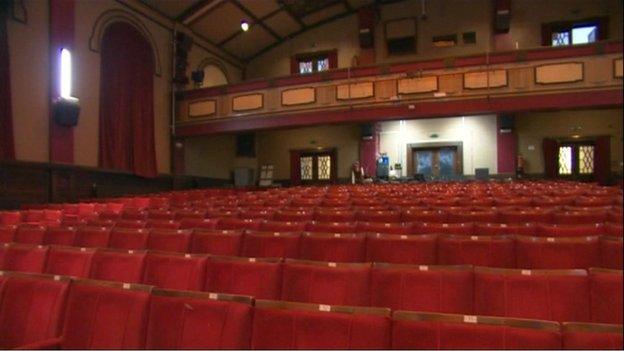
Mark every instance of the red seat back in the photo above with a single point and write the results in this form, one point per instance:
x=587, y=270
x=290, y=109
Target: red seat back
x=194, y=320
x=327, y=283
x=446, y=289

++++++++++++++++++++

• What is expected: Reproduce the listing above word for word, omitting the picture.

• Exercise result:
Mark every instance of the red seat back in the photo above with a single point and write the results in this form, one point per instance:
x=587, y=270
x=290, y=109
Target: red seat back
x=194, y=320
x=327, y=283
x=446, y=289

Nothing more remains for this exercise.